* START *

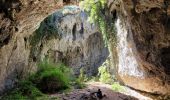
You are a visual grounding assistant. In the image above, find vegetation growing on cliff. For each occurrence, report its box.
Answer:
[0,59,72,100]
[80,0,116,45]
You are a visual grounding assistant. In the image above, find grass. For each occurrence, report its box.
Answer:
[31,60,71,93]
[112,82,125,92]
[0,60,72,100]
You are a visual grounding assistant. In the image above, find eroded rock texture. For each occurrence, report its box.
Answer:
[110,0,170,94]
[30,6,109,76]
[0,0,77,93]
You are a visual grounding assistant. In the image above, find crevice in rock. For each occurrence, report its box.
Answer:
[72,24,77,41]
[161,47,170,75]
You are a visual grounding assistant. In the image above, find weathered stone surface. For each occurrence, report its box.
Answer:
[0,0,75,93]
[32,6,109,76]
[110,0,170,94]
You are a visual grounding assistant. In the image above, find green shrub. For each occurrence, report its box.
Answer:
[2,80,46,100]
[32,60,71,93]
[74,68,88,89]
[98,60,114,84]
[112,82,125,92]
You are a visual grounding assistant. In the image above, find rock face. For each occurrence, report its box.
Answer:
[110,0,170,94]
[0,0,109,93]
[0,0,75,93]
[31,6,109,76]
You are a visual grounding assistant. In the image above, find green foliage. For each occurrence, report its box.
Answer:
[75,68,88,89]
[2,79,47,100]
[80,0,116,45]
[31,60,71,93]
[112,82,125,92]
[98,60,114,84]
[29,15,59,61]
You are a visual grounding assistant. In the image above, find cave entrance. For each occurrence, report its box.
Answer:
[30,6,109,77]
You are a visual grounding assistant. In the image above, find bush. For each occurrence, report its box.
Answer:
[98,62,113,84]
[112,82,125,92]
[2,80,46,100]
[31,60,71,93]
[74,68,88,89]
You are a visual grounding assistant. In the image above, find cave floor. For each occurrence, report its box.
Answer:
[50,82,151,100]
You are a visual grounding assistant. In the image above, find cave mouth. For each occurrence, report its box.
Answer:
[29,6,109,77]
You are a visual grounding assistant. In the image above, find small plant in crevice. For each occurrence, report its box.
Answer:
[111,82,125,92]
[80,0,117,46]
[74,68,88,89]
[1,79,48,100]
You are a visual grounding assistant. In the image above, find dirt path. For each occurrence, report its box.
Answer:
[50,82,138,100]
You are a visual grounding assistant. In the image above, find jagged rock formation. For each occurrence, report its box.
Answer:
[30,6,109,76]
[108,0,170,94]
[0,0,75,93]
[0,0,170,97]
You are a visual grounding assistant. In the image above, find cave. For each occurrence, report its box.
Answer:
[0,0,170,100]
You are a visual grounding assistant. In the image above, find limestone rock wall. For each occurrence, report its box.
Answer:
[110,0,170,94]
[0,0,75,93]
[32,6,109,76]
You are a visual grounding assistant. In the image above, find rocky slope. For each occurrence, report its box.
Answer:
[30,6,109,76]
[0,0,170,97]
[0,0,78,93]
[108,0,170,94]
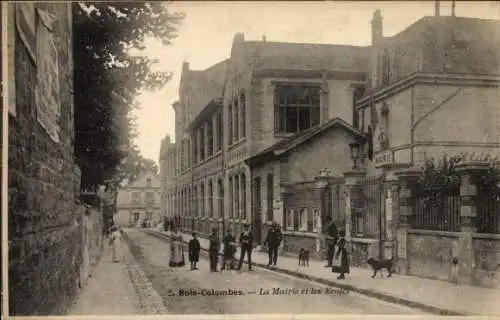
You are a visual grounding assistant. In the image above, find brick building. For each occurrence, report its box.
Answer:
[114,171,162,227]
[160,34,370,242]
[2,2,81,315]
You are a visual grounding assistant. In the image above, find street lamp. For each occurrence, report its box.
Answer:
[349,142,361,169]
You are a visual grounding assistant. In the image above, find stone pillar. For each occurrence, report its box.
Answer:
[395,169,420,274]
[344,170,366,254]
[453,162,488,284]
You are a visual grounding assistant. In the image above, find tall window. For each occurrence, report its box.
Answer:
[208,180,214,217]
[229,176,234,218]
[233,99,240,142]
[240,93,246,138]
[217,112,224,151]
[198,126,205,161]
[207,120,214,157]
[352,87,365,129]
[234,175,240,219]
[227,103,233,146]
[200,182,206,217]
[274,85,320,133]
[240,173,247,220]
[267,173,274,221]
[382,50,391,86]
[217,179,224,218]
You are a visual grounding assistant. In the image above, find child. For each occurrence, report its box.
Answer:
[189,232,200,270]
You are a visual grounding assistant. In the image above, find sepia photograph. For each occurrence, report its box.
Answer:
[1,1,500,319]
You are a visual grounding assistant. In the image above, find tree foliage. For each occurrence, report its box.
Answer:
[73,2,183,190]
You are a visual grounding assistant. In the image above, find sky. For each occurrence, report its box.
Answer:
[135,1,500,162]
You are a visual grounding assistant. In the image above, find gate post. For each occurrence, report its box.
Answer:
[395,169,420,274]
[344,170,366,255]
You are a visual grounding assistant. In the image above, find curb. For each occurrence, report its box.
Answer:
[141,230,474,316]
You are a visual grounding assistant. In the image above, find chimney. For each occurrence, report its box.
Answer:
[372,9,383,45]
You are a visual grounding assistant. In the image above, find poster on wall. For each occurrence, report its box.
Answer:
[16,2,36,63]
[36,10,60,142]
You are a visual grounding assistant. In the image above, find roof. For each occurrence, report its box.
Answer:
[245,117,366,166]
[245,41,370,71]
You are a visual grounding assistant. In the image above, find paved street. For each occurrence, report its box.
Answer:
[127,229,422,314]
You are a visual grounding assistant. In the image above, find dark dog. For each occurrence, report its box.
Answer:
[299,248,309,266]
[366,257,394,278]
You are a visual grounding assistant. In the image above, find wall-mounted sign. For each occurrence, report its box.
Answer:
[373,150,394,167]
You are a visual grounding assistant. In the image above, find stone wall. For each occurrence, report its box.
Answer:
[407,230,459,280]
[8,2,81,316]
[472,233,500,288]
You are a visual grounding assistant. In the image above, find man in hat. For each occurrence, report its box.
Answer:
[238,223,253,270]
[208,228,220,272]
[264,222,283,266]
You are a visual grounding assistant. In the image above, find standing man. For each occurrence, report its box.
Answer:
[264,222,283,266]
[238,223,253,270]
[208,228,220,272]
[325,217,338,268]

* END *

**WORK REQUIRED:** Please reproduce every line of the listing above word for word, leaving out the pictures.

**TASK RESULT:**
You are a visual grounding assistant. In the image above, find vegetation growing on cliff. For each occurrence, report its box.
Answer:
[0,59,72,100]
[80,0,116,45]
You are a visual grounding assistant. In the image above, find grass. For each occurrence, report its box.
Answer:
[31,60,71,93]
[112,82,125,92]
[0,60,72,100]
You are a visual grounding assistant. In the image above, find eroded rock texture. For each occurrence, report its box.
Answer:
[110,0,170,94]
[30,6,109,76]
[0,0,77,93]
You are a visual grounding assistant. In the image above, find crevice in rock. For each occurrence, report its box.
Answer:
[72,24,77,41]
[161,47,170,75]
You are a visual grounding assistant. In the image above, find weathered stone surface. For each occurrence, report its box.
Answer:
[0,0,75,93]
[32,6,109,76]
[110,0,170,94]
You are a visual grounding assistant. In the image above, find green shrub. For each occurrence, report its box.
Answer:
[2,80,46,100]
[32,60,71,93]
[74,68,88,89]
[98,60,114,84]
[112,82,125,92]
You are a visual grounding assistant. In the image above, find rock face. For each occurrence, report its box.
Answer:
[110,0,170,94]
[0,0,109,93]
[0,0,75,93]
[31,6,109,76]
You are a visual grounding assistant. In the image above, find green foliage. For each occurrence, report its box.
Answer:
[75,68,88,89]
[2,79,47,100]
[80,0,116,45]
[31,60,71,93]
[112,82,125,92]
[98,60,114,84]
[29,15,59,61]
You are a visual grounding assistant. In the image above, find cave entrance. For each occurrence, report its box.
Answer:
[30,6,109,77]
You are a visual grounding assistant. In the image above, find bush. For each occurrence, report its box.
Answer:
[98,62,113,84]
[112,82,125,92]
[2,80,46,100]
[31,60,71,93]
[74,68,88,89]
You are a visual grounding assistant. In the image above, find cave floor. For each occurrence, report its box.
Answer:
[50,82,151,100]
You are a visual grounding assistant. In the image above, find cave mouth. For each occurrence, report its box.
Answer:
[29,6,109,77]
You are a visual grounding assistant. In the image above, find small plant in crevice. For each occurrence, report its box.
Answer:
[111,82,125,92]
[80,0,117,46]
[74,68,88,89]
[1,79,48,100]
You are a visual grounding assistant. In the image above, find dirt path. For each occurrence, report its box.
Answer:
[50,82,138,100]
You are a visual grounding assistant. In the image above, find jagged rock formation. For each occurrence, report its box.
Answer:
[30,6,109,76]
[108,0,170,94]
[0,0,75,93]
[0,0,170,97]
You are a visual grounding assistant. In the image above, find cave. For each occurrence, report its box.
Answer:
[0,0,170,100]
You are a visual grounding assistant. In the image above, find limestone rock wall. For each occurrence, report its box.
Answer:
[110,0,170,94]
[0,0,75,93]
[32,6,109,76]
You are a visual grounding assistant. In the image above, find rocky slope. For each occurrence, report its box.
Answer:
[30,6,109,76]
[0,0,170,97]
[0,0,78,93]
[108,0,170,94]
You are a visual grounding assistant. In the image above, find brick building. For each occurrence, report its box.
Answer:
[114,171,162,227]
[160,34,370,242]
[2,2,81,315]
You are a visual grounding assistant. In the image above, find street lamp. For each occurrence, report its box.
Answer:
[349,142,361,169]
You are a visual grounding assistant. In the image above, find stone pillar. For each occurrence, report its box.
Answer:
[395,169,420,274]
[344,170,366,254]
[453,162,488,284]
You are a visual grounding assistant. In the image above, find tall window. For each occurrence, report its box.
Answer:
[208,180,214,217]
[229,176,234,218]
[233,99,240,142]
[240,93,246,138]
[217,112,224,151]
[198,126,205,161]
[207,120,214,157]
[352,87,365,129]
[234,175,240,219]
[227,103,233,146]
[200,182,206,217]
[274,85,320,133]
[240,173,247,220]
[267,173,274,221]
[382,50,391,86]
[217,179,224,218]
You are a visual grounding assistant. In the image above, find child. For each occurrence, report its box.
Answer:
[189,232,200,270]
You are a visual grounding assistant. In the image above, find sepia photograph. For each occurrence, report its box.
Answer:
[1,1,500,319]
You are a visual grounding assistant. In the image above, find tree foliage. For each occurrence, report its box.
Answer:
[73,2,183,190]
You are a visual grounding assistant. In the image above, find sky. For each occurrence, report its box.
Answer:
[135,1,500,162]
You are a visual grounding assistant. In the image above, find gate post. For each occurrence, report its box.
Answer:
[395,169,420,274]
[344,170,366,255]
You are a visual grounding assistant. In the image above, find curb. For each occurrence, report its box.
Answer:
[141,230,474,316]
You are a visual grounding assistant. In the image above, find chimney. For each occurrence, report its box.
Answer:
[372,9,383,45]
You are a visual grounding assistant. In the image above, find poster on wall. For each occurrence, report its box.
Answer:
[16,2,36,63]
[36,10,60,142]
You are a visual grounding assistant. In the image above, find roof. For each occurrence, report its box.
Answer:
[245,117,366,166]
[245,41,370,71]
You are a visual grounding assistant. In the image above, find paved street. For each occurrence, report its box.
Answer:
[127,229,422,314]
You are a visual grounding assistant. In the image above, find dark dog. For each occurrence, report its box.
Answer:
[299,248,309,266]
[366,257,394,278]
You are a visual grounding assistant. In the image above, find wall-mounted sign. For each occurrence, report its box.
Answer:
[373,150,394,167]
You are a visual grounding assistant. In the image above, find stone wall. For each occurrence, report its box.
Answer:
[407,230,459,280]
[8,2,81,316]
[472,233,500,288]
You are a visual grounding assistant. In the image above, find man in hat. For each occurrence, report its box.
Answer:
[238,223,253,270]
[208,228,220,272]
[264,222,283,266]
You are a visual grounding assistant. In the image above, find standing man. For each occurrence, report its box.
Answer:
[264,222,283,266]
[238,223,253,270]
[208,228,220,272]
[325,217,338,268]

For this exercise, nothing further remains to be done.